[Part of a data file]
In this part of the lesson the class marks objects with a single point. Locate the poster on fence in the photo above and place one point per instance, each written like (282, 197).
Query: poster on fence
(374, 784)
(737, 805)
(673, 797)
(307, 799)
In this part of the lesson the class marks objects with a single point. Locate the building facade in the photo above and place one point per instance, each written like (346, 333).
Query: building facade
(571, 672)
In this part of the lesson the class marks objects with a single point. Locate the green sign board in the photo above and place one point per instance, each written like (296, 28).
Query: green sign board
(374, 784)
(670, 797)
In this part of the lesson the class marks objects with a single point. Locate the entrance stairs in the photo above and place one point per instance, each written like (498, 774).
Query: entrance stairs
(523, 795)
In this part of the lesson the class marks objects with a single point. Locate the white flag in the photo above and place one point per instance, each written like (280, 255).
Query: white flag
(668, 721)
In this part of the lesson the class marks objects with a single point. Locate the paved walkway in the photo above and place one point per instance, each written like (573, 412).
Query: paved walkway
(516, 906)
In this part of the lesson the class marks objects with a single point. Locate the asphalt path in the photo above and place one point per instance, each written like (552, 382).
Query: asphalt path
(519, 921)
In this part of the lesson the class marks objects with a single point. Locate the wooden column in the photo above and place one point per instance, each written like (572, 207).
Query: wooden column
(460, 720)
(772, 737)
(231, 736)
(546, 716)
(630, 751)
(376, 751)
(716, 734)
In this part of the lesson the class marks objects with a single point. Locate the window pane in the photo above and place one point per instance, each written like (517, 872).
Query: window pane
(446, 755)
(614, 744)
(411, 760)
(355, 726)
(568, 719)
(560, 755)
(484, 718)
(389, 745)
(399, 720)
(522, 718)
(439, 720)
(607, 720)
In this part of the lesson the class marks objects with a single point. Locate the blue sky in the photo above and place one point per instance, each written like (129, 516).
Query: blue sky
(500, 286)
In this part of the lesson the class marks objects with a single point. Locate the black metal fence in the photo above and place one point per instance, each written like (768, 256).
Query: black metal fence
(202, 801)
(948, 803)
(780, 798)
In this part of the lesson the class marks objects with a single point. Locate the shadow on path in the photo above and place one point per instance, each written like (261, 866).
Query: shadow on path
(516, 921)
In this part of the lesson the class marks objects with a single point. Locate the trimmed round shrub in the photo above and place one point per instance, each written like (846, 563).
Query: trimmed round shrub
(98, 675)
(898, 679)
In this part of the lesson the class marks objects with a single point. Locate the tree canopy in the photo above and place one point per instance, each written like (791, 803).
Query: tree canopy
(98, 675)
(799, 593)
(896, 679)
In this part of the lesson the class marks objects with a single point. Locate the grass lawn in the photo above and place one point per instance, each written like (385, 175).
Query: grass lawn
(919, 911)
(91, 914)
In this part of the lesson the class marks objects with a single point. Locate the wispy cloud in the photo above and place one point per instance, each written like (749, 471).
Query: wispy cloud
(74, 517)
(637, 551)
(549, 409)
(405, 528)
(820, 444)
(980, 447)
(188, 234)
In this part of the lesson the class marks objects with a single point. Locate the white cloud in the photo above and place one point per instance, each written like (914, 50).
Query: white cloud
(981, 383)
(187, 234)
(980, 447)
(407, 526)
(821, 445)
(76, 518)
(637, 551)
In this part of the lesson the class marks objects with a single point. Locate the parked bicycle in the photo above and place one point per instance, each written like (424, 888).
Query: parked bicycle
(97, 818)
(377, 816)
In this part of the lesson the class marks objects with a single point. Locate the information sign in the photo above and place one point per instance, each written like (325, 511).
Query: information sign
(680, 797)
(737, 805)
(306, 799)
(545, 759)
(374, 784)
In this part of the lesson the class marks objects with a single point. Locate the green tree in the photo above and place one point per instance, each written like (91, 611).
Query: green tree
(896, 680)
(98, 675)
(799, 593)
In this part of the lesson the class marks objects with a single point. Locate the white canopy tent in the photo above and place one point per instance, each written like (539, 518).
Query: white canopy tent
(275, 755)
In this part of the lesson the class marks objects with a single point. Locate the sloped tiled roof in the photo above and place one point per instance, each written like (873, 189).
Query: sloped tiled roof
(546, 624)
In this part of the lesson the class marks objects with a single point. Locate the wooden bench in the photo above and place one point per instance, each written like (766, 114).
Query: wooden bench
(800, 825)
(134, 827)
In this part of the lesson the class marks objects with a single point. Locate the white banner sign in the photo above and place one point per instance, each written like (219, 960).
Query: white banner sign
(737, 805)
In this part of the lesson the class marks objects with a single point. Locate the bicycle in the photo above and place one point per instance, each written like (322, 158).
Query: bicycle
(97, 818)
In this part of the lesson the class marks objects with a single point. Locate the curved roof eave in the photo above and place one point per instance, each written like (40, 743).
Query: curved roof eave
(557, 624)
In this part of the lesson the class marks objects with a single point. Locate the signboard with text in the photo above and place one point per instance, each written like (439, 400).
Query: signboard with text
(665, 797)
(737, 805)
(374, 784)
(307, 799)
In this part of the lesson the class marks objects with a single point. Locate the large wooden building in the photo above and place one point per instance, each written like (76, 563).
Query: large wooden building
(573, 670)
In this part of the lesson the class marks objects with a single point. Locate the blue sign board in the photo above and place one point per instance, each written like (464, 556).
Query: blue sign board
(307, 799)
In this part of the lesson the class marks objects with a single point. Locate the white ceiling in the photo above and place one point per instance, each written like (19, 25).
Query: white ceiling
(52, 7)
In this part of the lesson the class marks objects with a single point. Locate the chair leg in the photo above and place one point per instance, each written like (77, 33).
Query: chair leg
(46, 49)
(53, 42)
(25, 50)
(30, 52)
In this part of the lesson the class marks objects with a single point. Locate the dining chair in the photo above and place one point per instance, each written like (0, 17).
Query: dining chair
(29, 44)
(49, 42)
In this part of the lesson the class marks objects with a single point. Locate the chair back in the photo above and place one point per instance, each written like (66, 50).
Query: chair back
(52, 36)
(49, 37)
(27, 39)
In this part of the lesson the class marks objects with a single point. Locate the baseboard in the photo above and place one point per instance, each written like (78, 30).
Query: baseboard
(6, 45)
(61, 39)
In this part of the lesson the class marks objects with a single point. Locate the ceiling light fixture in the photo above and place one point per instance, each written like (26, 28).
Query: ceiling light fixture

> [Required work]:
Each line from the one with "like (0, 17)." through the last line of the records must be written out word for word. Include nothing else.

> [The result]:
In this part of the lesson the class marks objects with a single point. Locate the dining chair in the photo above and place one point per instance, each written like (0, 17).
Query: dining chair
(29, 44)
(49, 42)
In this part of the lesson the class marks objects with a single point. Locate the chair back in the photo above and place one point per instance, each written like (66, 50).
Query: chair back
(52, 36)
(49, 37)
(27, 39)
In this part of the lesson the class marks objects with a single point. Locate the baseboard in the photo above and place one point per instance, each written like (78, 30).
Query: baseboard
(6, 45)
(61, 39)
In this part of the lesson the class marks objects with a single point. Locate the ceiling light fixture in the photo above and place one point per instance, each written like (26, 28).
Query: ceiling light fixture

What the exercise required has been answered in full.